Reginaldo de Oliveira
Publicado no Jornal do Commercio dia 13 / 8 / 2019 - A371
Numa
venda de R$ 100 efetuada pela indústria é destacado o débito ICMS de R$ 18. O
comprador atacadista revende por R$ 200 e assim paga R$ 18 sobre o valor
adicionado de R$ 100. O estabelecimento varejista revende a mercadoria por R$
300 e também paga R$ 18 sobre o valor adicionado de R$ 100. Demonstrando os
cálculos de outra forma, o que ocorre é que o estabelecimento atacadista faz a
apuração do ICMS mediante confronto do débito de R$ 36 menos o crédito de R$
18. O varejista confronta débito de R$ 54 menos crédito de R$ 36. Ou seja, o
débito de uma fase da cadeia é convertido em crédito na cadeia seguinte. Esse
jogo aritmético ao longo da cadeia de produção/distribuição é que caracteriza o
modelo de Imposto sobre Valor Adicionado (IVA). A nossa legislação chama isso
de Não-Cumulatividade, que, a priori, pode parecer um mecanismo que objetiva evitar
o pagamento sobre valores já tributados anteriormente. Isso, em tese. Na prática,
o regime não cumulativo é um inferno dos mais tenebrosos. A maior parte do contencioso
de R$ 2 trilhões tem alguma relação com disputas envolvendo débito versus
crédito. O IVA brasileiro é um fomentador de práticas delituosas por incitar o
jogo de esperteza tão característico do povo brasileiro. A coisa toda se tornou
caótica pela infinita multiplicidade de enquadramentos e de alíquotas. Tudo
isso temperado com impostos “por dentro” e com incidência de vários tributos sobre
uma mesma base. Podemos dizer que desgraça pouca é bobagem quando nos
debruçamos sobre essa bagaceira tributária.

--- Trecho de um conjunto de dados ---
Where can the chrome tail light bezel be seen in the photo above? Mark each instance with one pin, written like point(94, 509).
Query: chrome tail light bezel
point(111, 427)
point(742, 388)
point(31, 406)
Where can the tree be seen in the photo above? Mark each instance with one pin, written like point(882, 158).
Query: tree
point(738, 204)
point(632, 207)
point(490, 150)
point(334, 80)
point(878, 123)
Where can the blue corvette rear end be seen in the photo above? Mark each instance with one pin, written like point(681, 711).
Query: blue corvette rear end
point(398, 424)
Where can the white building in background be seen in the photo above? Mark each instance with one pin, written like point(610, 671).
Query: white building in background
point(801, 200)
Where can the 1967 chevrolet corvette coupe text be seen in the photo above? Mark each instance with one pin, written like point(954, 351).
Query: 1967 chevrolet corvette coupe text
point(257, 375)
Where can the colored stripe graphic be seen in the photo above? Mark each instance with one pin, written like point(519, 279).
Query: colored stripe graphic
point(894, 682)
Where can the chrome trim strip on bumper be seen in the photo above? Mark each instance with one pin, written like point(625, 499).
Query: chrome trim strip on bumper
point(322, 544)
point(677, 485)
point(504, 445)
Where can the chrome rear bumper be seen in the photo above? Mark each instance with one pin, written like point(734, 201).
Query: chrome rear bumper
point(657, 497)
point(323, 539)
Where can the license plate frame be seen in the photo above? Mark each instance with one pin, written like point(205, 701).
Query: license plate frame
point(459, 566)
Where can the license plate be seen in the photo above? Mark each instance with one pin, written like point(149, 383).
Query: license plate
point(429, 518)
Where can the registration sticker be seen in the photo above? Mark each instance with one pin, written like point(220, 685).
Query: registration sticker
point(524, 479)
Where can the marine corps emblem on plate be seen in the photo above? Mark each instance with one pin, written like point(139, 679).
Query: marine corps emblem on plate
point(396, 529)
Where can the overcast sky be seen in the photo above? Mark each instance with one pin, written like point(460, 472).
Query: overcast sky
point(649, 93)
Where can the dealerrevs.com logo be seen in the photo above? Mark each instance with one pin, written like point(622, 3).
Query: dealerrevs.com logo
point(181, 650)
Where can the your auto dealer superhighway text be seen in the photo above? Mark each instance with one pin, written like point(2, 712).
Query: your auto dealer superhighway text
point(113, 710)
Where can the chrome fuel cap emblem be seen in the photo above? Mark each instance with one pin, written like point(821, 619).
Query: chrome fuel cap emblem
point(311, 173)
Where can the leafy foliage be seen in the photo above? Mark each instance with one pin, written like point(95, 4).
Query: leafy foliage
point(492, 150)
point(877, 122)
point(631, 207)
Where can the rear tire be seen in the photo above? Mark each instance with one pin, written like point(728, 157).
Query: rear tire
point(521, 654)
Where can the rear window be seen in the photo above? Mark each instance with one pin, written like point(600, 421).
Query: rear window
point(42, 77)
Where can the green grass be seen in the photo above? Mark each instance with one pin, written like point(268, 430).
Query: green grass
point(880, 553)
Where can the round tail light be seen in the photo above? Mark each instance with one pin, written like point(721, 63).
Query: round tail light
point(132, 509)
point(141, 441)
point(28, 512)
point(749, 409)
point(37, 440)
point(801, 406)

--- Tarefas a cumprir ---
• 1. No exemplo numérico do artigo sobre o ICMS, por qual valor o estabelecimento varejista revende a mercadoria?
• 2. Duplique as linhas dos registros, começando pela linha que contém "Where can the dealerrevs.com" e seguindo até a última linha dos registros, inclusive.
O texto e os registros não têm relação entre si.

--- Respostas completas ---
• 1. Por R$ 300.

• 2.
Where can the dealerrevs.com logo be seen in the photo above? Mark each instance with one pin, written like point(622, 3).
Query: dealerrevs.com logo
point(181, 650)
Where can the your auto dealer superhighway text be seen in the photo above? Mark each instance with one pin, written like point(2, 712).
Query: your auto dealer superhighway text
point(113, 710)
Where can the chrome fuel cap emblem be seen in the photo above? Mark each instance with one pin, written like point(821, 619).
Query: chrome fuel cap emblem
point(311, 173)
Where can the leafy foliage be seen in the photo above? Mark each instance with one pin, written like point(95, 4).
Query: leafy foliage
point(492, 150)
point(877, 122)
point(631, 207)
Where can the rear tire be seen in the photo above? Mark each instance with one pin, written like point(728, 157).
Query: rear tire
point(521, 654)
Where can the rear window be seen in the photo above? Mark each instance with one pin, written like point(600, 421).
Query: rear window
point(42, 77)
Where can the green grass be seen in the photo above? Mark each instance with one pin, written like point(268, 430).
Query: green grass
point(880, 553)
Where can the round tail light be seen in the photo above? Mark each instance with one pin, written like point(721, 63).
Query: round tail light
point(132, 509)
point(141, 441)
point(28, 512)
point(749, 409)
point(37, 440)
point(801, 406)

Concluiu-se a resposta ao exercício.